» **Problem requirements**
Set down, word for word, the stretch of the sodium-vapor lamp text below that runs from "The LPS lamp has" up to and including "in the end.".

» **Provided passage**
THIS PROJECT HAS RISK OF SHOCK AND FIRE!
The sodium-vapor lamp is a kind of discharge lamp that utilizes the light emission of excited sodium-vapor in the arc. There are two types of sodium-vapor lamps, high-pressure sodium (HPS) lamp and low-pressure sodium (LPS) lamp. Both of the soidum-vapor lamps are widely used for the lightings in the streets, parking lots, facilities and anywhere outdoor. The sodium-vapor lamp produces a characteristic night view filled by pale orange light or amber light as shown in right image.
The LPS lamp is a type of vacuum discharge lamp, such as fluorescent lamp. It has some features shown below:
The sodium D-line emission in vacuum discharge becomes nearly a single line (589 nm). This monochromatic amber light enhances the eyesight in smoky air, and the high energy efficiency benefits all-day lightings in economy. These are the reason why LPS lamps have been widely used for the road lightings in tunnels, underpasses and foggy regions. However LPS lamps, as well as HID lamps, on the time to maintenance are being replaced with energy efficient LED lamps, because the diesel exhaust has become clean by automobile NOx/PM reduction law. The production of LPS lamps has been ended in 2019 worldwide, and LPS lamps will be disappear from the road ligtings in near future.
The LPS lamp has some unique features, especially its monochromatic light emission, that any other light source does not have, so that every light bulb maniac will not stop to play with LPS lamps. In this project, I made LPS lamps light with home-built control gears and luminaires.
Size (L/D) | SOX | SOX-E |
---|---|---|
T50 (216/52) | - | 18 W |
T50 (311/52) | 35 W | 26 W |
T50 (425/52) | 55 W | 36 W |
T65 (528/66) | 90 W | 66 W |
T65 (775/66) | 135 W | 91 W |
T65 (1120/66) | 180 W | 131 W |
In comparison with HPS lamps that in many and various styles, there are only a few types of LPS lamps in the market that listed in Table 1. The SOX lamps were sold in Japan as product code of NX, and SOX-E lamps were not sold in the end.
The optimum temperature of discharge tube for maximum light output is approx. 260 ℃ and the luminous efficacy of the lamp improves as the power consumption to maintain this temperature lowers. However the discharge tube of LPS lamp is large in size compared to the HID lamps, and the thermal insulation was not sufficient in early days. The standards of LPS lamp have continually upgraded as the improvement of thermal insulation as SO → SOI → SOX → SOX-E. SO lamps consist of a U-bend discharge tube with a detachable dewar jacket. SOI lamps are in integrated and evacuated outer tube for thermal insulation like HID lamps. SOX lamps have IR-reflective coating inside the outer tube to reduce the thermal radiation loss. SOX-E lamps are in improved corting, optimized lamp current and higher lamp voltage. The SOX and SOX-E lamps ware used until the end of age after the '80s. There was linear stlye LPS lamp (SLI) like linear fluorescent lamp, but it was superseded by SOX lamps and gone from the market.

» **Excerpted records**

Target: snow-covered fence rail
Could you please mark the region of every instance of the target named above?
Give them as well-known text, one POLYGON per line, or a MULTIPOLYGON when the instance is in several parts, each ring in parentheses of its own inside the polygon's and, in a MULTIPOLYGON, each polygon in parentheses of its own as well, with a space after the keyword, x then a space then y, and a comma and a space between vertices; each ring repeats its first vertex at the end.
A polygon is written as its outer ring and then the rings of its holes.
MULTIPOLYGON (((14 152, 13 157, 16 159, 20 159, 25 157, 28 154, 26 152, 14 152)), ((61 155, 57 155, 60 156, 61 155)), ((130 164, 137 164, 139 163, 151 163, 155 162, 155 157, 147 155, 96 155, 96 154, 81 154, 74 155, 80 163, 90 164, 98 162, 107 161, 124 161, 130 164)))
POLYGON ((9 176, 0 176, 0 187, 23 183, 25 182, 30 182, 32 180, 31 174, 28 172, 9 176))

---

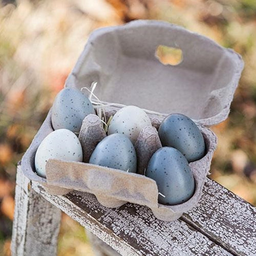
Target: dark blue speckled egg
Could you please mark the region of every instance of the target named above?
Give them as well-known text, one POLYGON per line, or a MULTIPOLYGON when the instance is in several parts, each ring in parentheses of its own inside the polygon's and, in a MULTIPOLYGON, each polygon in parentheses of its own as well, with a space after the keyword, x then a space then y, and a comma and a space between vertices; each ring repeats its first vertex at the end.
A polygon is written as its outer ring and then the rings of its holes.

» **Exercise output**
The LPS lamp has some unique features, especially its monochromatic light emission, that any other light source does not have, so that every light bulb maniac will not stop to play with LPS lamps. In this project, I made LPS lamps light with home-built control gears and luminaires.
Size (L/D) | SOX | SOX-E |
---|---|---|
T50 (216/52) | - | 18 W |
T50 (311/52) | 35 W | 26 W |
T50 (425/52) | 55 W | 36 W |
T65 (528/66) | 90 W | 66 W |
T65 (775/66) | 135 W | 91 W |
T65 (1120/66) | 180 W | 131 W |
In comparison with HPS lamps that in many and various styles, there are only a few types of LPS lamps in the market that listed in Table 1. The SOX lamps were sold in Japan as product code of NX, and SOX-E lamps were not sold in the end.